------ DATA FOR THIS TASK ------
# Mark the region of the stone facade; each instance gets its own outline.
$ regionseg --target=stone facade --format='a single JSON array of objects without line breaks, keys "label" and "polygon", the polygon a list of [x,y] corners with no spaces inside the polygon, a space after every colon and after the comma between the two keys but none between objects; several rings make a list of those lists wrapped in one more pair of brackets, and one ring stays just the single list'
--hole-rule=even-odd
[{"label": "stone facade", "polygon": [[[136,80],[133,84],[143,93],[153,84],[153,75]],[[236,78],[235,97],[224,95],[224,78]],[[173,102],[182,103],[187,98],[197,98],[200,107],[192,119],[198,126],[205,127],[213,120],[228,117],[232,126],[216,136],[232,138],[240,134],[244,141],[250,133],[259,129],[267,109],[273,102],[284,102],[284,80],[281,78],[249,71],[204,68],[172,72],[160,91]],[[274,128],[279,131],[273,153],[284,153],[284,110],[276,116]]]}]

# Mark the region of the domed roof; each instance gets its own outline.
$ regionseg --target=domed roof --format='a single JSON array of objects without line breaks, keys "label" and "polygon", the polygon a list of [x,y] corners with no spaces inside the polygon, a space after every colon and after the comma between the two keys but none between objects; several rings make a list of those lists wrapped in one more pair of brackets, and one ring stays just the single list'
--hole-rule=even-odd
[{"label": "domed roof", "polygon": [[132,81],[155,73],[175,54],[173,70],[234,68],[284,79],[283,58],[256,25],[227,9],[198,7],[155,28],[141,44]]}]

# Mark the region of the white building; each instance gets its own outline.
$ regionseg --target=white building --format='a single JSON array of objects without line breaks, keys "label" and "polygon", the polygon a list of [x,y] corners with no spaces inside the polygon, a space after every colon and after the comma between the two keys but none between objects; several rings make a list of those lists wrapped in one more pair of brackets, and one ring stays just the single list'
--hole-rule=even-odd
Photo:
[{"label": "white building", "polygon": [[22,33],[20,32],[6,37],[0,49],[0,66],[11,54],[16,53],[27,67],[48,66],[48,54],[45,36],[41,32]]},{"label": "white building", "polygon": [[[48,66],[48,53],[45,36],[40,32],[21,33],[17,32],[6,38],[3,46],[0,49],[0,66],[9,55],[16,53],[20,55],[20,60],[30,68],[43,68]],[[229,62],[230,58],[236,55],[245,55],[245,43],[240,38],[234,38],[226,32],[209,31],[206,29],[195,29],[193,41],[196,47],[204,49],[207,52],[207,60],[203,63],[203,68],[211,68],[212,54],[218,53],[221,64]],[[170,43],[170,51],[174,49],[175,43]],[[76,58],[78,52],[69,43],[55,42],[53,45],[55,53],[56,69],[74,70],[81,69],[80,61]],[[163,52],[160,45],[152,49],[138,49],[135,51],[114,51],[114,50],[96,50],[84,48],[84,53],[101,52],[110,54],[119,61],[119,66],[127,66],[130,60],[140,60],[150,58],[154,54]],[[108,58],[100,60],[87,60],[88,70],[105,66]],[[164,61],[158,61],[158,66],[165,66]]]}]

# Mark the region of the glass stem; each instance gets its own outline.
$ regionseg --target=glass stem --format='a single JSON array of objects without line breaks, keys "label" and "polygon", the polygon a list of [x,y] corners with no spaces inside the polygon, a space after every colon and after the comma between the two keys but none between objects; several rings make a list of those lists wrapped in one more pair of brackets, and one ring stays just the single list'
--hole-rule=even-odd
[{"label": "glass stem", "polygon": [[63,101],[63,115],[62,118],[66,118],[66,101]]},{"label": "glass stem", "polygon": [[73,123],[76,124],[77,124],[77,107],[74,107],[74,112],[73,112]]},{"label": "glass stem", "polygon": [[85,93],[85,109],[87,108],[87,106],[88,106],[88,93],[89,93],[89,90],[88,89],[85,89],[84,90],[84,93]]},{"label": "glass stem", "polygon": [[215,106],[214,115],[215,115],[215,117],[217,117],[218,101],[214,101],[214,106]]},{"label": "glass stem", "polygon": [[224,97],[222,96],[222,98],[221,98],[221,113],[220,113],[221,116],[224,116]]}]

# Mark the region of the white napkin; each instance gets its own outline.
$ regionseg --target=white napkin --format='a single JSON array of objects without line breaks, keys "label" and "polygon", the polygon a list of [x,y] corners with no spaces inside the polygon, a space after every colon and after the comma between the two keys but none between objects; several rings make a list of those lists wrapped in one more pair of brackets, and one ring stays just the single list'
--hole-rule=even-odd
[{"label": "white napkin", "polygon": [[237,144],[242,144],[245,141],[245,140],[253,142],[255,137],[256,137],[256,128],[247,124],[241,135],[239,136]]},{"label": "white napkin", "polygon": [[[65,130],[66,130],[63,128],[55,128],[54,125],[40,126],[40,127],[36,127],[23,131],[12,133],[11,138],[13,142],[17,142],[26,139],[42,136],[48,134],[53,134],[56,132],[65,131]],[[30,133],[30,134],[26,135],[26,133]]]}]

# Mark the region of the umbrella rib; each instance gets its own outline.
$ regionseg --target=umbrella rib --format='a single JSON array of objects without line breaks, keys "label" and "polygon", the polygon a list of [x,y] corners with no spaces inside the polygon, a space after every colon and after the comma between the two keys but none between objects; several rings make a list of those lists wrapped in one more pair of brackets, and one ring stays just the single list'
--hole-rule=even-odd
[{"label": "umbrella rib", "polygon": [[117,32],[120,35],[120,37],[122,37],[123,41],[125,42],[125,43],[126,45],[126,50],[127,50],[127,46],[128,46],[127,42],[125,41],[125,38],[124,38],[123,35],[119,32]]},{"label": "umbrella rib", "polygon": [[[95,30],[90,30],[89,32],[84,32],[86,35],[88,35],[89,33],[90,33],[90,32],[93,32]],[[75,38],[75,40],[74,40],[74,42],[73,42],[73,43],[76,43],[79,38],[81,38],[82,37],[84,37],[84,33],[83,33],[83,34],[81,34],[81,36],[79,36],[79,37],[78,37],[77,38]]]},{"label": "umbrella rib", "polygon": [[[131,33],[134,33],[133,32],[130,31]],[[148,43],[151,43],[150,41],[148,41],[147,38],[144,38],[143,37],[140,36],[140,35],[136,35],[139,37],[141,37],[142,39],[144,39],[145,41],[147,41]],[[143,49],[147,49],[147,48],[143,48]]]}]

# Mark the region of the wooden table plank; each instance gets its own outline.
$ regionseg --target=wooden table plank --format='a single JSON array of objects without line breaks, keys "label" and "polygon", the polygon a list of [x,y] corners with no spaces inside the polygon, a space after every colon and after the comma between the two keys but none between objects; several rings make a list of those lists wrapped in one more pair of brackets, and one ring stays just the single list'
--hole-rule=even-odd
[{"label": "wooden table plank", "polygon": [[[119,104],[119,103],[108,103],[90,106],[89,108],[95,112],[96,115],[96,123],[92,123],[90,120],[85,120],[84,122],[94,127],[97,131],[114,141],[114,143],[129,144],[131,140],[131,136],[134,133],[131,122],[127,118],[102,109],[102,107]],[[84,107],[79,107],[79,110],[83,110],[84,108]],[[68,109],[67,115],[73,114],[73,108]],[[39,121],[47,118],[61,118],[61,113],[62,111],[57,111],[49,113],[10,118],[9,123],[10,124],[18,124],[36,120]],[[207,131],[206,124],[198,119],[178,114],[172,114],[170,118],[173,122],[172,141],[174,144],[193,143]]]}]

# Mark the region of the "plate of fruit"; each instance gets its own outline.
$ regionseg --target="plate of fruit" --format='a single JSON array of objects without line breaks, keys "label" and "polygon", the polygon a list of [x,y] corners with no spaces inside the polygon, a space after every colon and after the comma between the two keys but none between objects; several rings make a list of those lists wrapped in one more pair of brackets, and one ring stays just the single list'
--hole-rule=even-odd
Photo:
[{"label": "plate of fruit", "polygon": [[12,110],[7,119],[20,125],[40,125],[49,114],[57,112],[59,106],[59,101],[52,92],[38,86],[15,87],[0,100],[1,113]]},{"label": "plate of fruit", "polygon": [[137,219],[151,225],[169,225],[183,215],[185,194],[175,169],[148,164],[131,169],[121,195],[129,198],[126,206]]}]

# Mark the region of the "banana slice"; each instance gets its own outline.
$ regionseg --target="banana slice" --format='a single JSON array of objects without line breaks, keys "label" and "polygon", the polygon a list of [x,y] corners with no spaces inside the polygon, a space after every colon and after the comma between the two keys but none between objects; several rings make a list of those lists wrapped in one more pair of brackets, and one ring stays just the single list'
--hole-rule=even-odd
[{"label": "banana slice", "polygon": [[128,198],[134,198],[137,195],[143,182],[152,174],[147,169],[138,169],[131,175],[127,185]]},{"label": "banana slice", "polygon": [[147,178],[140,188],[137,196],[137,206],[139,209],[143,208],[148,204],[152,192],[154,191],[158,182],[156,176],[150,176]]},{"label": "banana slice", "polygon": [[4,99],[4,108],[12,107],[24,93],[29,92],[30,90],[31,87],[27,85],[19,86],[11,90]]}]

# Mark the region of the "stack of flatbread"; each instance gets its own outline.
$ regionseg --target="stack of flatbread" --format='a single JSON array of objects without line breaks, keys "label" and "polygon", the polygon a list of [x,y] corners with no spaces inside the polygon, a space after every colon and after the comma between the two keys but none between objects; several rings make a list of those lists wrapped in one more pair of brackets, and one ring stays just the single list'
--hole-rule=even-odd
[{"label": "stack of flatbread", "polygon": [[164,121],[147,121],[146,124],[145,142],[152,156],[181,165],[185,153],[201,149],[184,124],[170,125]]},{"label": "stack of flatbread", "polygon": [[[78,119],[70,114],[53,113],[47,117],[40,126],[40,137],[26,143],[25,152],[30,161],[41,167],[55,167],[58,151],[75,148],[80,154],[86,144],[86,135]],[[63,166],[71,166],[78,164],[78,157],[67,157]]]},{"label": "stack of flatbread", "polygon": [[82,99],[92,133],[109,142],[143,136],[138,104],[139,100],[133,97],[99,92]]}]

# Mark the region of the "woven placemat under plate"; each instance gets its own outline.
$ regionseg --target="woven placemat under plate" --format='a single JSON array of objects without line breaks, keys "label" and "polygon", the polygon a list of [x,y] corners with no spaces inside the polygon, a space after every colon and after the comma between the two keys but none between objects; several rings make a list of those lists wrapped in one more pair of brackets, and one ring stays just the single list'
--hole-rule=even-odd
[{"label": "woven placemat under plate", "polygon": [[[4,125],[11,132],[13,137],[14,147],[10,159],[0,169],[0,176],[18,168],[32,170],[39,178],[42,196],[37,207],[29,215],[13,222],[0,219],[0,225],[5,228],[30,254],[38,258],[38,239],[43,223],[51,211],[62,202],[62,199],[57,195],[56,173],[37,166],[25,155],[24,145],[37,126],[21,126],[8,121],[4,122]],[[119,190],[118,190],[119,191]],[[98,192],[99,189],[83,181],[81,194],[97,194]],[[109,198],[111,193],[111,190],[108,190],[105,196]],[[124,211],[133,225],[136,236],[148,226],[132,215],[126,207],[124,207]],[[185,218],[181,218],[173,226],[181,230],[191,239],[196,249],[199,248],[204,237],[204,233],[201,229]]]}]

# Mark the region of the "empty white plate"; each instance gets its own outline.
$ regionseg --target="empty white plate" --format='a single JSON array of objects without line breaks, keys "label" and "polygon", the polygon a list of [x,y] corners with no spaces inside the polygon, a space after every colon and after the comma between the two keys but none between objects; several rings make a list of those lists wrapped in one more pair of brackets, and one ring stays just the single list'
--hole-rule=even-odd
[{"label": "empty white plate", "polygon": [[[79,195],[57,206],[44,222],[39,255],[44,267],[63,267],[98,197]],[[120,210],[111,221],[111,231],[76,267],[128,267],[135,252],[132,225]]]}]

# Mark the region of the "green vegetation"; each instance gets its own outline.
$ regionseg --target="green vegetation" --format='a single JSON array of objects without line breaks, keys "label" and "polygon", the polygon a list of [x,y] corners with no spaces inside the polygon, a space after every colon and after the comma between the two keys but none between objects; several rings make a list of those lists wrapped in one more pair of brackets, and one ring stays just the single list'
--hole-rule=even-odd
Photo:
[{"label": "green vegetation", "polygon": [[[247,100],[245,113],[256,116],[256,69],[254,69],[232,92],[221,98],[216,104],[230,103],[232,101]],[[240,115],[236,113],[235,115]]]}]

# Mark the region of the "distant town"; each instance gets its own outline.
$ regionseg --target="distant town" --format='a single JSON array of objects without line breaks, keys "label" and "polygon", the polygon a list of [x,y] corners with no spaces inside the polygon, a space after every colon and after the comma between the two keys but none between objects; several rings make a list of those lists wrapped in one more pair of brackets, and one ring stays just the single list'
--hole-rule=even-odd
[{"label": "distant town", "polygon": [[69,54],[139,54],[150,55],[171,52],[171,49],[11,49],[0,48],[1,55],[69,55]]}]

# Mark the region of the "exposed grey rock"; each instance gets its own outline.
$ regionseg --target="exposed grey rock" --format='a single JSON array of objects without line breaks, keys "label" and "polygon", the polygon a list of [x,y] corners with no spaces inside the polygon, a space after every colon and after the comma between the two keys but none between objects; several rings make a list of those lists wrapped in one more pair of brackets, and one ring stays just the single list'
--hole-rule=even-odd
------
Quote the lines starting at the one containing "# Mark the region of the glass" and ending at the one containing "regionseg --target=glass stem", both included, with nothing changed.

# Mark the region of the glass stem; each instance gets its own outline.
$ regionseg --target=glass stem --format='a single JSON array of objects without line breaks, keys "label" and "polygon", the polygon a list of [x,y] corners with no spaces inside the polygon, a space after every colon and after the comma between the two keys but none between objects; several rings make a list of those lists wrapped in one more pair of brackets, and one ring stays just the single list'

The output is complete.